===== Listed entries

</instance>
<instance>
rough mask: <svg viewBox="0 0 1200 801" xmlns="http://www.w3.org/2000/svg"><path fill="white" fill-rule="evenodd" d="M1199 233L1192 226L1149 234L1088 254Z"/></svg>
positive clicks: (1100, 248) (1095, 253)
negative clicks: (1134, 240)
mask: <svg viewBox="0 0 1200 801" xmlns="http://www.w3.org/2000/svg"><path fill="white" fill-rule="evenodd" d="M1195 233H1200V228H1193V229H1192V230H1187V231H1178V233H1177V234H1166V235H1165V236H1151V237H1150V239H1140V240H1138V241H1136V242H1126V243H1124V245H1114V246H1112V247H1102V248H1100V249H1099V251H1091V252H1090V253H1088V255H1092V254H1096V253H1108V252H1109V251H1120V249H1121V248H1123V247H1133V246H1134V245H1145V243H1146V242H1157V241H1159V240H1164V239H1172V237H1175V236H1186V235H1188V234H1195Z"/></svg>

==========

■ Task instructions ■
Only the lines from the one containing "rough mask: <svg" through the one containing "positive clicks: (1100, 248) (1095, 253)" are to be retyped, both boundary lines included, with no other material.

■ Answer to this task ■
rough mask: <svg viewBox="0 0 1200 801" xmlns="http://www.w3.org/2000/svg"><path fill="white" fill-rule="evenodd" d="M1199 233L1192 226L1149 234L1088 254Z"/></svg>
positive clicks: (1100, 248) (1095, 253)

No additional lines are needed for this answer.